Text block:
────────────────────────────────────────

Breaking Barriers to Smart Fitness and Nutrition
Commuting, desk jobs, and online classes all contribute to a sedentary lifestyle. Yet there’s good reason to get out of a chair: The human body wasn’t designed to sit for extended periods, which can lead to higher cholesterol and blood sugar levels; obesity; and greater risk of heart disease, stroke, and premature death.
So how can busy people who are juggling work, school, and family commitments take steps to concentrate on their personal health? Walden University’s School of Health Sciences faculty members Dr. Shelley Armstrong, an exercise and fitness expert, and Dr. Grace Lasker, a certified nutritionist, offer practical advice about exercise and diet, including ways to overcome potential barriers to staying motivated and improving heart and overall health.
Set goals. Dr. Armstrong recommends setting exercise goals that follow the SMART method: Specific, Measurable, Attainable, Relevant and Time-oriented. She says, “Setting specific goals is important in order to stay motivated, overcome barriers, and achieve success.” For example, she suggests putting a prompt on your computer that tells you to get up for one minute every hour or commit to taking three 10-minute walking breaks on three days each week for three months. Dr. Armstrong also recommends putting goals in writing so that they’re concrete and visible, adding, “Sign a contract with yourself and put it where you can see it every day.”

────────────────────────────────────────

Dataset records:
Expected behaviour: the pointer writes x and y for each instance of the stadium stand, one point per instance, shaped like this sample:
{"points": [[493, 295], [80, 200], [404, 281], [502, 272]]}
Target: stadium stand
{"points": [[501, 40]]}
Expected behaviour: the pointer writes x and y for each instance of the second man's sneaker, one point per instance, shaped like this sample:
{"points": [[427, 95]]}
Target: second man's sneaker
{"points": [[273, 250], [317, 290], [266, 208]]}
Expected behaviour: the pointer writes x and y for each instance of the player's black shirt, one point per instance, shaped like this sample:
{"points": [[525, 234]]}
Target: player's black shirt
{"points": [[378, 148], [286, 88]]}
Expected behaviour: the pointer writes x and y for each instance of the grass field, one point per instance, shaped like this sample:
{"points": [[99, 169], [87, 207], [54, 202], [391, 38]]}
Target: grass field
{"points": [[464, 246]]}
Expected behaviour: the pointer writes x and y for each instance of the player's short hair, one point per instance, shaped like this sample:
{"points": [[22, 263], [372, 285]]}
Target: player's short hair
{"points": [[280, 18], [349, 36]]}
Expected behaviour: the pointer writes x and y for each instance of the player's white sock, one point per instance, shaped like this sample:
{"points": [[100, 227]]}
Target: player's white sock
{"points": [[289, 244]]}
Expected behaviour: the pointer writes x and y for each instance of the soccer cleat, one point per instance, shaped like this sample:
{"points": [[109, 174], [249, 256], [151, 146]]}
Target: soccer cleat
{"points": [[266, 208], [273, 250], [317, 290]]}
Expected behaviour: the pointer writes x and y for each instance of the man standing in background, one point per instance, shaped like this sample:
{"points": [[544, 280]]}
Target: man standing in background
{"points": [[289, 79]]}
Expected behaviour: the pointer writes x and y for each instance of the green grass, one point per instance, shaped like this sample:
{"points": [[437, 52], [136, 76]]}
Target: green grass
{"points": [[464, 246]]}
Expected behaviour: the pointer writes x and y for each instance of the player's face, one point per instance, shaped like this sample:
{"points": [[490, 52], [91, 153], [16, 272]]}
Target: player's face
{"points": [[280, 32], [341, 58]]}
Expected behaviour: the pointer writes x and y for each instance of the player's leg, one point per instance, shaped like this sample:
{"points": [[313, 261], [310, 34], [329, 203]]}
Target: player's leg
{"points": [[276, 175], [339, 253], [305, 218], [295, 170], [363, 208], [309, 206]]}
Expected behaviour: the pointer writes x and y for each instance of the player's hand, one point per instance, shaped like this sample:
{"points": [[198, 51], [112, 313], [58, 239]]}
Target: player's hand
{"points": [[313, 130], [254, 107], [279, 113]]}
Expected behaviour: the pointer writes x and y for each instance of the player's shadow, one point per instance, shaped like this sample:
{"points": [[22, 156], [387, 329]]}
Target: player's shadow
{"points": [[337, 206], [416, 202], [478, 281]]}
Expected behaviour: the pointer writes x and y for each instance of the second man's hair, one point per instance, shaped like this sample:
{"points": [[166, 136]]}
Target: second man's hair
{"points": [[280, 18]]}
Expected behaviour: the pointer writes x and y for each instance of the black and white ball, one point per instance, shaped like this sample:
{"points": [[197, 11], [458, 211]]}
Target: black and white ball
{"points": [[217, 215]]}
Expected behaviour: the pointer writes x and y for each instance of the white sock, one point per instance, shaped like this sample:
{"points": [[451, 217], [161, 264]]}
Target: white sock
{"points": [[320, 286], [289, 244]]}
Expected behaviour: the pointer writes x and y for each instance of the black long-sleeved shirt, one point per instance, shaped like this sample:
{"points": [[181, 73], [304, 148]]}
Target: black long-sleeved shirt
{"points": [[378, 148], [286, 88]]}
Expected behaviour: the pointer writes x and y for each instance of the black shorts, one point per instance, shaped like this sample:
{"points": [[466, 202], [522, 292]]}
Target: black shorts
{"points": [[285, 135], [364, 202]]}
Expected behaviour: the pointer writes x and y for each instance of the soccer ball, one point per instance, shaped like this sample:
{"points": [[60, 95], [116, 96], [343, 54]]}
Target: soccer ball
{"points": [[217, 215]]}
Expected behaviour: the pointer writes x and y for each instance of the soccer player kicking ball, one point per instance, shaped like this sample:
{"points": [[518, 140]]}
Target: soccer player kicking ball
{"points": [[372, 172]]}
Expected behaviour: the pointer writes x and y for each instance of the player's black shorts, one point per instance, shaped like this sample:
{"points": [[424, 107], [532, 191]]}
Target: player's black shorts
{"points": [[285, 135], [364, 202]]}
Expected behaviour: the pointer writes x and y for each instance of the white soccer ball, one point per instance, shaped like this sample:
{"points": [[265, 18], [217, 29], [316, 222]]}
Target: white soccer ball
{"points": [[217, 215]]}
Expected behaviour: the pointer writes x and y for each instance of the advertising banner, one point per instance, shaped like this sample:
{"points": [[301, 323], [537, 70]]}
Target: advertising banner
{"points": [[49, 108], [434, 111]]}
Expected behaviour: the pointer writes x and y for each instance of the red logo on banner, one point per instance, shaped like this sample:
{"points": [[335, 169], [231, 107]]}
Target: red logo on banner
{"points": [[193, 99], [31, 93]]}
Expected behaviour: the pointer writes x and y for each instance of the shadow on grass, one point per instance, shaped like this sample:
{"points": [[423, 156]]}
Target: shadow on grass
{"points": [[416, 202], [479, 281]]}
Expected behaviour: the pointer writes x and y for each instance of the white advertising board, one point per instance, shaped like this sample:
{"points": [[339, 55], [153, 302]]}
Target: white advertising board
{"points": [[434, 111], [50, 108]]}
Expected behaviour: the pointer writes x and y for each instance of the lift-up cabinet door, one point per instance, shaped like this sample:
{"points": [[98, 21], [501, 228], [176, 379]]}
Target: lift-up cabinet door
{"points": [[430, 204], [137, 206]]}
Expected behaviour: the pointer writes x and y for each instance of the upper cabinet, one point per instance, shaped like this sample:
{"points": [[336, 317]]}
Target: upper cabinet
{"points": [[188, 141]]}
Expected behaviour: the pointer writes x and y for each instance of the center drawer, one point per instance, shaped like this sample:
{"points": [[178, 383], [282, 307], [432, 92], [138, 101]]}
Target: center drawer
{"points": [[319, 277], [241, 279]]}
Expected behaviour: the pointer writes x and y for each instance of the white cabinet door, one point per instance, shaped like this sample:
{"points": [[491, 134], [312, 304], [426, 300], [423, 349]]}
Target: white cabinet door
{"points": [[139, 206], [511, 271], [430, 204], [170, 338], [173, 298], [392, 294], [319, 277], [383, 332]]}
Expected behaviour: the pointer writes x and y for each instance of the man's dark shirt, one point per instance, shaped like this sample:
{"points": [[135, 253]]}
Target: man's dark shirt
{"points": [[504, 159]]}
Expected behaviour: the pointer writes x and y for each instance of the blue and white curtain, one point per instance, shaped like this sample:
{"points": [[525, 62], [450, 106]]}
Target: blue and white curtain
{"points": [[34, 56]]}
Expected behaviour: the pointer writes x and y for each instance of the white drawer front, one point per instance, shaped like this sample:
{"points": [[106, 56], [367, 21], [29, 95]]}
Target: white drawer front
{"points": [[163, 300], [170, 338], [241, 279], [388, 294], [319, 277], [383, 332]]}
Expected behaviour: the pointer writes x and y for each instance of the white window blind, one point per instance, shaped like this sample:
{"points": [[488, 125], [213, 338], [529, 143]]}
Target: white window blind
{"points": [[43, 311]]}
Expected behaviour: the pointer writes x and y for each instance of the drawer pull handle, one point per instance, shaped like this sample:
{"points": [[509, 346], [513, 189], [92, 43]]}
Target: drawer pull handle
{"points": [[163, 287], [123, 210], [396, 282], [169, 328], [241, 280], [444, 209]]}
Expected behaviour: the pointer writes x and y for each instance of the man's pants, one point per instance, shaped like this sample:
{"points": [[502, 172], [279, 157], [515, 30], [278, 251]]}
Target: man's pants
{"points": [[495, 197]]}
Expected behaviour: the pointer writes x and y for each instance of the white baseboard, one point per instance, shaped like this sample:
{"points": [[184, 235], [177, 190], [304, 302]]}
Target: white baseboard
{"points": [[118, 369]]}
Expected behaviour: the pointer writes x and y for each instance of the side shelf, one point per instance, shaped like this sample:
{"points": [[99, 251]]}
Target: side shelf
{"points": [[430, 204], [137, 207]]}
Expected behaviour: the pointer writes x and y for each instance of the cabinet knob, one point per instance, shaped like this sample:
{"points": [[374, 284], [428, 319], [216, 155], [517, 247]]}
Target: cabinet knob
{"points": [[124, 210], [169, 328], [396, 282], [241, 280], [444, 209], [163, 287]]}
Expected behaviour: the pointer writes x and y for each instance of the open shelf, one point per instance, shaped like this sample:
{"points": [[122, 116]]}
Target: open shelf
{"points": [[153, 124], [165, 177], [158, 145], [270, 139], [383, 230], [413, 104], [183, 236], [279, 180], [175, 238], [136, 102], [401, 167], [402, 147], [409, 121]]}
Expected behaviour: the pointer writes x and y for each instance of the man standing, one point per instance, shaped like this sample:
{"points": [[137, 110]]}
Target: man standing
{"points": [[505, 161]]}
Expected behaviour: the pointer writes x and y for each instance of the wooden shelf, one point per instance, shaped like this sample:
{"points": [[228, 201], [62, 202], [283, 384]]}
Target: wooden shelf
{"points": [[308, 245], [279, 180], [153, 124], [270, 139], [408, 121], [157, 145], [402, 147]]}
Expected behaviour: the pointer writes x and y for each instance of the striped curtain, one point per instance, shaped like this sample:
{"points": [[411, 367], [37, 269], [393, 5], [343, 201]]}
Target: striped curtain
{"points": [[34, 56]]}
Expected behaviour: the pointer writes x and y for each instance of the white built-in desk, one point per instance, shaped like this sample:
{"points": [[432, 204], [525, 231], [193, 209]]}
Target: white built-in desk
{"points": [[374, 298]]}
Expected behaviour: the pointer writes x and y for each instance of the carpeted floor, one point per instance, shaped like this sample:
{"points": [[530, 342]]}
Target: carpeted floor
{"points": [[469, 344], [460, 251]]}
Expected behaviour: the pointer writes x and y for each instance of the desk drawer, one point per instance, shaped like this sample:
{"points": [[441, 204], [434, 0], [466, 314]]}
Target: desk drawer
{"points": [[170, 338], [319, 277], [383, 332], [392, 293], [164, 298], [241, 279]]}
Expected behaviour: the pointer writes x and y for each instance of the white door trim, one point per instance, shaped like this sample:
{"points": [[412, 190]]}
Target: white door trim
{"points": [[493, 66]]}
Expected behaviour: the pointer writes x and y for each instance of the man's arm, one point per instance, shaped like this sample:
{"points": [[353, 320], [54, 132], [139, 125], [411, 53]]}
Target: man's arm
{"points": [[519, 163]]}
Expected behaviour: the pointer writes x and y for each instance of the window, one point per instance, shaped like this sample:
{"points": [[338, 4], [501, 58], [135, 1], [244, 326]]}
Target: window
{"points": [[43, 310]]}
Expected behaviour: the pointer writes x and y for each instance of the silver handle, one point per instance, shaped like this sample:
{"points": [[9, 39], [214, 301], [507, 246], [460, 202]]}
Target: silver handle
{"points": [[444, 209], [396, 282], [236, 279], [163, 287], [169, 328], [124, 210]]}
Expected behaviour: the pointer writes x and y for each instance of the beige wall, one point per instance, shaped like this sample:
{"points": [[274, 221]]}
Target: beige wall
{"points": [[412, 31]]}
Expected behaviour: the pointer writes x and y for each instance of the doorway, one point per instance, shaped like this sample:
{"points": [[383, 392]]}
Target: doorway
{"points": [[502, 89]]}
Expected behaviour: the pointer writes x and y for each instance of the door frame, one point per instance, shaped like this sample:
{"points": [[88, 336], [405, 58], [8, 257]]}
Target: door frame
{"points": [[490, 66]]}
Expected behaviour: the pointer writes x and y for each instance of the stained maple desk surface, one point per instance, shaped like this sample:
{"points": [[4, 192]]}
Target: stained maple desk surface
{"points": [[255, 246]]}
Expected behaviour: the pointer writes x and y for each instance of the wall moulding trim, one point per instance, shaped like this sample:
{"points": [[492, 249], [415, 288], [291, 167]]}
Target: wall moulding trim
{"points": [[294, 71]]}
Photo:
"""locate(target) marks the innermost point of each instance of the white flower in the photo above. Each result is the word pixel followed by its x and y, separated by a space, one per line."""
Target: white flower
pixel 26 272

────────────────────────────────────────

Exercise requirements:
• 1. Summarize the text on smart fitness and nutrition in two sentences.
• 2. Extract, word for word, the passage of the text on smart fitness and nutrition from "So how can busy" up to and including "and overall health.".

Answers for the exercise:
• 1. Sitting for extended periods, encouraged by commuting, desk jobs, and online classes, can lead to higher cholesterol and blood sugar, obesity, and greater risk of heart disease, stroke, and premature death. Walden University faculty members Dr. Shelley Armstrong and Dr. Grace Lasker offer busy people practical advice on exercise and diet, and Dr. Armstrong recommends setting SMART exercise goals and putting them in writing.

• 2.
So how can busy people who are juggling work, school, and family commitments take steps to concentrate on their personal health? Walden University’s School of Health Sciences faculty members Dr. Shelley Armstrong, an exercise and fitness expert, and Dr. Grace Lasker, a certified nutritionist, offer practical advice about exercise and diet, including ways to overcome potential barriers to staying motivated and improving heart and overall health.